Could you reproduce the material from the line with "Target: dark green forest" up to and including the line with "Target: distant mountain ridge", multiplying each point coordinate by 0.6 and rounding to whole numbers with halves rounded up? Keep everything else as it is, and leave the pictures out of your answer.

(Collected data)
- - - -

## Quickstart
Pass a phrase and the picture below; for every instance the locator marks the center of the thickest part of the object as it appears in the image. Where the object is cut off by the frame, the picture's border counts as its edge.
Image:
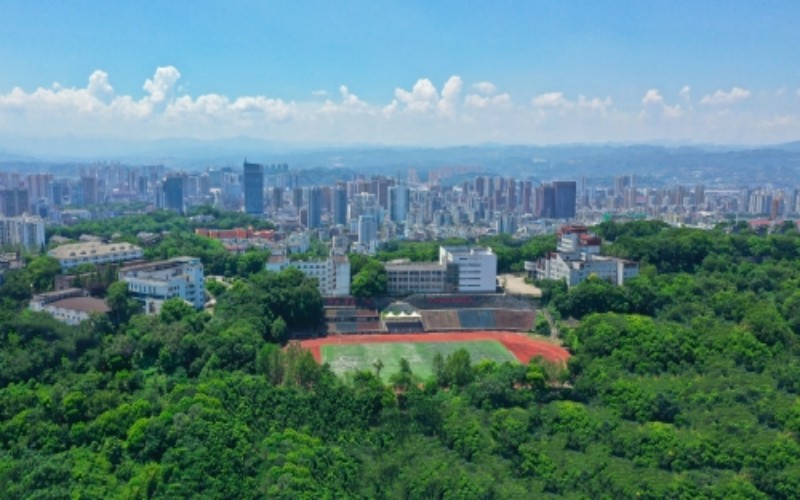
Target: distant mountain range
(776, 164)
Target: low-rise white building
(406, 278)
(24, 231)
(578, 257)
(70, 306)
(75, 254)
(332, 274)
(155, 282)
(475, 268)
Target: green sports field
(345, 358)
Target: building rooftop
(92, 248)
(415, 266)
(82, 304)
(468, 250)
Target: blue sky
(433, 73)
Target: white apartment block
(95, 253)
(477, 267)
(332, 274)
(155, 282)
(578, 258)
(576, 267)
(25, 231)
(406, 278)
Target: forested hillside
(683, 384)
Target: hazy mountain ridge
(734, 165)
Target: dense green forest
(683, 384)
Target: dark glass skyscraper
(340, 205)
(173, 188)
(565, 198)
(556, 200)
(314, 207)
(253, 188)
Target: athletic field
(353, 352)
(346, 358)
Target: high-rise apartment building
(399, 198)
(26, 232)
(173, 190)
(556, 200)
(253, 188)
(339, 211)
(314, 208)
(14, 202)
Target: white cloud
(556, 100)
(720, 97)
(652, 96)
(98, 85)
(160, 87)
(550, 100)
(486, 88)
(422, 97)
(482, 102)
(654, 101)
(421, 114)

- - - -

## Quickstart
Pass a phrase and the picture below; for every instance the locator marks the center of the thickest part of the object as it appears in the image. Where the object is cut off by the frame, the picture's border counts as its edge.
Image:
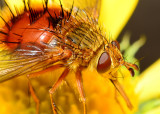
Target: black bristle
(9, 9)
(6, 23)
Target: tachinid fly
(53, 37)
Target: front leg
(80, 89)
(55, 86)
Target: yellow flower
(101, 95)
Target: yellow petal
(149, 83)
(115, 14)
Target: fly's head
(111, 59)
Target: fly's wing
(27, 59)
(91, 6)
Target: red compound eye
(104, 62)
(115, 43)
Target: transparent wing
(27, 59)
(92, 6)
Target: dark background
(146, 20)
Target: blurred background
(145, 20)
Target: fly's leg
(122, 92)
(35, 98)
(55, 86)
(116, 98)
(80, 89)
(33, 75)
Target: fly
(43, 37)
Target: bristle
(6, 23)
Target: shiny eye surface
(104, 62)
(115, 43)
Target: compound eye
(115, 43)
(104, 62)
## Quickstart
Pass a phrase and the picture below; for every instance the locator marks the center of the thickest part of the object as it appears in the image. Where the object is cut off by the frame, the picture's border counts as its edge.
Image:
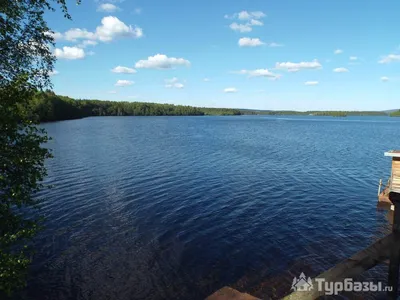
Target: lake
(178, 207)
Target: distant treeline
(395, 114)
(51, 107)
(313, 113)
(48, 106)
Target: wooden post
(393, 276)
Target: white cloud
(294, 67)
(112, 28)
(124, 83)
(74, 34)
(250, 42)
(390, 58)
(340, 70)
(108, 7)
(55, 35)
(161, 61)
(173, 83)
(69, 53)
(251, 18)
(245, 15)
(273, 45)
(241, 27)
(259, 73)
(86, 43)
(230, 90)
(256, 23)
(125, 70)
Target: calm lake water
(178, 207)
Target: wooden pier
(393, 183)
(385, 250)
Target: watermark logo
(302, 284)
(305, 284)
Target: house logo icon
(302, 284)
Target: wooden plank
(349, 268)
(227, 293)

- - - -

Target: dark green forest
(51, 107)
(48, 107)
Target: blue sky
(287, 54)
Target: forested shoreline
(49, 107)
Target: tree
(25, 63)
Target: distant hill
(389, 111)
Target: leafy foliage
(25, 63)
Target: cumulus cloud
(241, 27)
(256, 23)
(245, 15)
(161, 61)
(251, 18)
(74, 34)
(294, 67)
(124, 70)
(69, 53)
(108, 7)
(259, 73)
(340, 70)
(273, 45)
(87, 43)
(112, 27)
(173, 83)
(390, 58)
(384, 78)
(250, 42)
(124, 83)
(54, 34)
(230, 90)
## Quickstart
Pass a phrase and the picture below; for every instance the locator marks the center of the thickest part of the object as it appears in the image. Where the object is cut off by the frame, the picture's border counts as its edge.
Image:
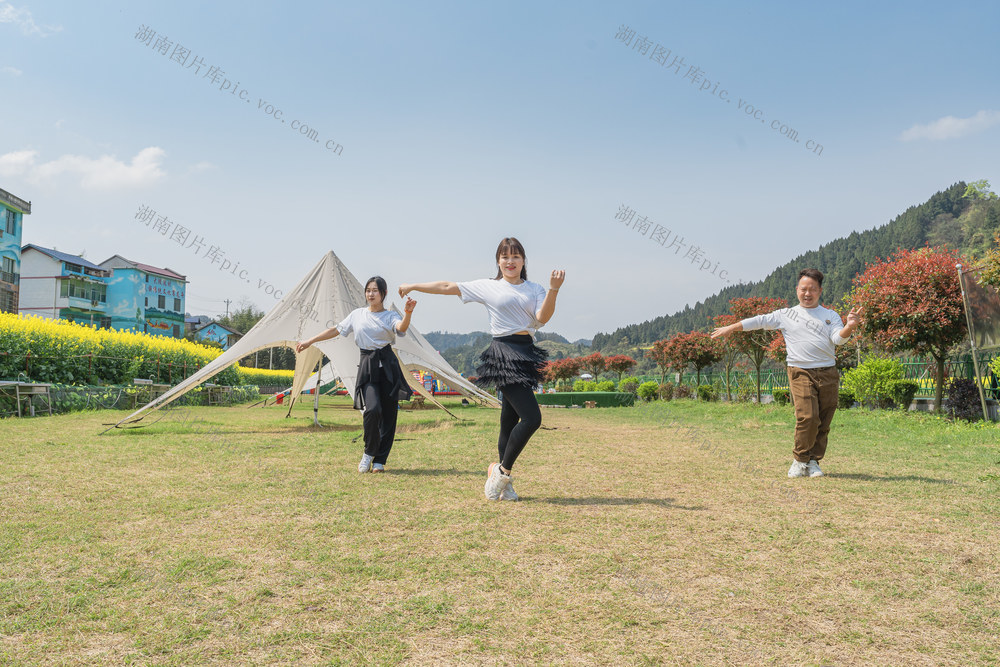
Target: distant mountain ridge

- - - -

SOLUTION TO THE PROBLEM:
Target: dark green forest
(31, 64)
(29, 64)
Target: blue sky
(172, 32)
Target: forested shoreline
(29, 64)
Target: tree
(15, 38)
Target: distant hill
(233, 67)
Target: leafy foliage
(15, 38)
Target: cumulus cloud
(145, 16)
(154, 14)
(147, 9)
(97, 37)
(151, 11)
(44, 20)
(176, 40)
(74, 42)
(41, 32)
(65, 4)
(155, 44)
(204, 42)
(164, 27)
(52, 26)
(67, 16)
(104, 50)
(234, 35)
(230, 47)
(150, 25)
(74, 50)
(32, 20)
(138, 54)
## Quickstart
Pass a phrase and the picture below; for every instance the locator marks the center of the thickest part of the object as it appears in the image. Where the object is cut off by the frame, the picture's border counts as its edge.
Image:
Target: distant mountain ridge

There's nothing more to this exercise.